Traduisez en anglais cette phrase de l’article consacré au chef Matthieu Garrel : « On croyait ce chef durablement installé au Bélisaire, un bistrot haut de gamme du 15e arrondissement qu’il a créé il y a une vingtaine d’années. »

- Texte extrait:
* * *

Article paru dans l’Auvergnat de Paris, le 27 janvier 2022
Ancien espoir de la restauration gastronomique, Matthieu Garrel, aujourd’hui âgé de 50 ans, avait préféré renoncer aux cuisines étoilées pour créer un bistrot très rentable. Vingt ans plus tard, il revient dans le circuit de la haute cuisine en prenant les rênes du 99 Hausmann dont il signe la carte. Il savoure cette seconde chance.
Matthieu Garrel est un homme imprévisible. On croyait ce chef durablement installé au Bélisaire, un bistrot haut de gamme du 15e arrondissement qu’il a créé il y a une vingtaine d’années. Mais depuis l’automne, sans pour autant abandonner son antre, il a mis un pied sur la rive droite en acceptant de superviser les cuisine du 99 Hausmann. Conseiller culinaire de ce 5* de 43 chambres, il en a conçu la carte orchestrée par la cheffe Aurélie Martin. Dès les premiers mois d’ouverture, l’adresse a été encensée par la critique qui salue cette cuisine à la fois classique t inventive dans laquelle ce Bresson fait la part belle aux produits de la mer. En cette période plutôt grise, les recettes de Matthieu Garrel, imprégnées de générosité, apportent un vent de fraicheur. Matthieu Garrel ne fait pas partie de ces chefs consultants qu’on ne voit qu’en photo dans les dossiers de presse. Il assure plus souvent qu’à sont tour les services, payant de sa personne en cuisine et virevoltant ensuite de table en table pour mesurer la satisfaction des clients. On sen que pour lui cet exercice représente un challenge personnel.

* * *

- Données fournies:
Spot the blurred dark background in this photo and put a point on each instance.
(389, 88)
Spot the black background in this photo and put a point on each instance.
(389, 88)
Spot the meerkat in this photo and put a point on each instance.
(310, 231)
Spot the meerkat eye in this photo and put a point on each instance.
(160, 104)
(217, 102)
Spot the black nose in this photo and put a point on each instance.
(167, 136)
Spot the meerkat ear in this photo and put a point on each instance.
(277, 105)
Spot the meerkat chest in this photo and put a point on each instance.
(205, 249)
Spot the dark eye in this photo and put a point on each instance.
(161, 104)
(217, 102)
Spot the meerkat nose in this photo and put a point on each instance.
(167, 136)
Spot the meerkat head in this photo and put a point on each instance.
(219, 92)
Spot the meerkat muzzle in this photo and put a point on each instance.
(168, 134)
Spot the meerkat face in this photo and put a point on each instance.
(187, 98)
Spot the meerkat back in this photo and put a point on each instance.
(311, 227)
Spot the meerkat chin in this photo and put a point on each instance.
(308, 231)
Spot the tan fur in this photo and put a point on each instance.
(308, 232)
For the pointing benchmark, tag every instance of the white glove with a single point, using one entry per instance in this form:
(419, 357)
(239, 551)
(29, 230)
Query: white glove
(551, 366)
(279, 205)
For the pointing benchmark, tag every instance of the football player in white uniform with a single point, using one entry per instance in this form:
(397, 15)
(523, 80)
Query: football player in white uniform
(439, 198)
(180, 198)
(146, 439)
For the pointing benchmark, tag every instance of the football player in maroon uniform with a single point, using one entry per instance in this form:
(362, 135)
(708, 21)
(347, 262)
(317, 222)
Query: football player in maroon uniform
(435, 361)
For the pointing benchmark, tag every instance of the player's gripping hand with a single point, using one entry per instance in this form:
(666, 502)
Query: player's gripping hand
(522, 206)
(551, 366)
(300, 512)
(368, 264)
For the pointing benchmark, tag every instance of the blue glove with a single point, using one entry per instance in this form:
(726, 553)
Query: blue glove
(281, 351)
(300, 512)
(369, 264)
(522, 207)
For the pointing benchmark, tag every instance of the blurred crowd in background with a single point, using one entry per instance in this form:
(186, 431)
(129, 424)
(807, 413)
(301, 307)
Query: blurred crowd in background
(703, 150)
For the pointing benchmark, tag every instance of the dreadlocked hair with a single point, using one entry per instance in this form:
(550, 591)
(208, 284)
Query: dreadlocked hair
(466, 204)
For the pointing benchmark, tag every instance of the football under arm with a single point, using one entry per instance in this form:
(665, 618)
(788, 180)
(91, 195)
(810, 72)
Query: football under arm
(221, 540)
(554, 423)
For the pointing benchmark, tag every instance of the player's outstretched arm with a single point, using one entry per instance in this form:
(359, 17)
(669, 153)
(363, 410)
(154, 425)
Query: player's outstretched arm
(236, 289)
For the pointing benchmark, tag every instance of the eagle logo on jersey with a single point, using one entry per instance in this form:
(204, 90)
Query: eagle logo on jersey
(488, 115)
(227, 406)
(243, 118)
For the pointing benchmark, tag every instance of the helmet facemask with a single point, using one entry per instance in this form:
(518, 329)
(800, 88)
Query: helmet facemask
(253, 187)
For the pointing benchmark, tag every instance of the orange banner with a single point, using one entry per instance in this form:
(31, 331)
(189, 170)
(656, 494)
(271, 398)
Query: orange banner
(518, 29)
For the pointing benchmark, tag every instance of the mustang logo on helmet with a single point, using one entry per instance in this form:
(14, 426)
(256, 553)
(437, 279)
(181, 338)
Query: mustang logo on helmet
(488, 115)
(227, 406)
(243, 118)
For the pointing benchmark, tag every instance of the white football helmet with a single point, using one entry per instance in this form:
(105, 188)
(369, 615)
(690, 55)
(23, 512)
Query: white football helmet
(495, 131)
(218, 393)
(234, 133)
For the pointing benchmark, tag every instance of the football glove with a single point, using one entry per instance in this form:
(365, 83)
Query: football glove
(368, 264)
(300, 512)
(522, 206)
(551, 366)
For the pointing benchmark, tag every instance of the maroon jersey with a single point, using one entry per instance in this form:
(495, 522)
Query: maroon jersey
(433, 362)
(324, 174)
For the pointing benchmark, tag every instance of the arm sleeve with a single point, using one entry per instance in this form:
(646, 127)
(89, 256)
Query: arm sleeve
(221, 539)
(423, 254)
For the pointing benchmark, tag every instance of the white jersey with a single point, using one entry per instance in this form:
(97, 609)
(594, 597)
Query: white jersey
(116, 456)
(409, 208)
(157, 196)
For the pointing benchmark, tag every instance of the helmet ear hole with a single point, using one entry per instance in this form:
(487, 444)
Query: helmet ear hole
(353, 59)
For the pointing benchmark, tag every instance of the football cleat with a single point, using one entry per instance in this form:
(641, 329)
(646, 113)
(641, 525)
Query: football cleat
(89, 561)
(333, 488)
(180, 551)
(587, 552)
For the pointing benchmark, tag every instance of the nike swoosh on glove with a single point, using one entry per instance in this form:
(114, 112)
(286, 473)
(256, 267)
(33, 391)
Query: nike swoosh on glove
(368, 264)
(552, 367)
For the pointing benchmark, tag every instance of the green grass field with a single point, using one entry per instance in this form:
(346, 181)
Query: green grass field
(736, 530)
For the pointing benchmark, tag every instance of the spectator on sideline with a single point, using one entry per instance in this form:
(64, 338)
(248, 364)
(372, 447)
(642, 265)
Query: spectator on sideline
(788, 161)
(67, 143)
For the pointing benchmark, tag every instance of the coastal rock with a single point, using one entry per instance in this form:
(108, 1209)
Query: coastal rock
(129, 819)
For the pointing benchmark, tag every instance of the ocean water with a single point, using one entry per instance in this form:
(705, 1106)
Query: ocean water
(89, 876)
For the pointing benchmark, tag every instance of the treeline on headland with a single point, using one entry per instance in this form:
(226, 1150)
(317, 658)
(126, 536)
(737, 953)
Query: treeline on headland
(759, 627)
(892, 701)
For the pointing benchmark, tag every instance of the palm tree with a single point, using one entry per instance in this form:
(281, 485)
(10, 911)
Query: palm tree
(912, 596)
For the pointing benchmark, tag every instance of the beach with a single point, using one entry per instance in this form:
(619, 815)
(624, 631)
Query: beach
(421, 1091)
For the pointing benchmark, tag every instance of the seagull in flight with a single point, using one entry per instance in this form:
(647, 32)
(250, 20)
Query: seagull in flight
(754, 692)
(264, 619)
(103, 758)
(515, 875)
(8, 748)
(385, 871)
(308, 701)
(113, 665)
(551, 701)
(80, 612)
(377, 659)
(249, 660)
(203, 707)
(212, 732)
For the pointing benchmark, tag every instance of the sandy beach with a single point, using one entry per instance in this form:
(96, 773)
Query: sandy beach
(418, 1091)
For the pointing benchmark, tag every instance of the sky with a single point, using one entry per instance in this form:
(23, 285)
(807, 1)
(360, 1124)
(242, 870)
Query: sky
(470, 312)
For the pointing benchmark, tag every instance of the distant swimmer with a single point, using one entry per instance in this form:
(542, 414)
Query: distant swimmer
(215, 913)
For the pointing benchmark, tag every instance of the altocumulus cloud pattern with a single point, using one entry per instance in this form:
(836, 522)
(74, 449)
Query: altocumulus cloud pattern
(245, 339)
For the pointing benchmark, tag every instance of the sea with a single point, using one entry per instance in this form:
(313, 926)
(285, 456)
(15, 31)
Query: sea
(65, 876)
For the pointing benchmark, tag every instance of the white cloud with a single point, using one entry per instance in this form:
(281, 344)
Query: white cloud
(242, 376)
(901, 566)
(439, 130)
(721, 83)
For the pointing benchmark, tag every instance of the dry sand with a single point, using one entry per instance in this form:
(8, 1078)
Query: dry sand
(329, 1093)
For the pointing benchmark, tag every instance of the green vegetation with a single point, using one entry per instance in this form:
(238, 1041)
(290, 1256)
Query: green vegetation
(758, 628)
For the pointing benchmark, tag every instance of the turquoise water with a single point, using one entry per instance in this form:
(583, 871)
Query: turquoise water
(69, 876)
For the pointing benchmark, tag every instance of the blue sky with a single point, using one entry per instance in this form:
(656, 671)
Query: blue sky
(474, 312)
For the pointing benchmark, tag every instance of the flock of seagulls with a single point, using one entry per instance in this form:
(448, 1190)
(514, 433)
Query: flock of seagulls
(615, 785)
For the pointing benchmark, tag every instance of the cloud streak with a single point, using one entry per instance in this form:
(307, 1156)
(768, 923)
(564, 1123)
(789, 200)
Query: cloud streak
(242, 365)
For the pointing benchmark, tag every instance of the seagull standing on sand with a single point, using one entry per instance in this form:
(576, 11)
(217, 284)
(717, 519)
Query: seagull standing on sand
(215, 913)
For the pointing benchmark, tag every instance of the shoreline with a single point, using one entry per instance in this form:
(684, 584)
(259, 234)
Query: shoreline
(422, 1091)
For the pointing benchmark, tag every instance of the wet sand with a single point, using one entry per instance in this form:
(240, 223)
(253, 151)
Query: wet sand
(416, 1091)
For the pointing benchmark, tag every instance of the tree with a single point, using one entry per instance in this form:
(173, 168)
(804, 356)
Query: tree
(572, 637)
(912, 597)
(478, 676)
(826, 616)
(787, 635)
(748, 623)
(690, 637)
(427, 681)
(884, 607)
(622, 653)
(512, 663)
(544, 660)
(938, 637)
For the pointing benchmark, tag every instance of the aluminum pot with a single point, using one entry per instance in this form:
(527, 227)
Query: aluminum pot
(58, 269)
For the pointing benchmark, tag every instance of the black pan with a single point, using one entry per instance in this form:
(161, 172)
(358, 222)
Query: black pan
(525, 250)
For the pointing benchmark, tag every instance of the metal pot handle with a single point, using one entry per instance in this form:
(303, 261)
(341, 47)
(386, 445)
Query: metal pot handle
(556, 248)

* * *

- Corrigé: People thought this chef was settled for good at the Bélisaire, an upscale bistro in the 15th arrondissement that he founded some twenty years ago.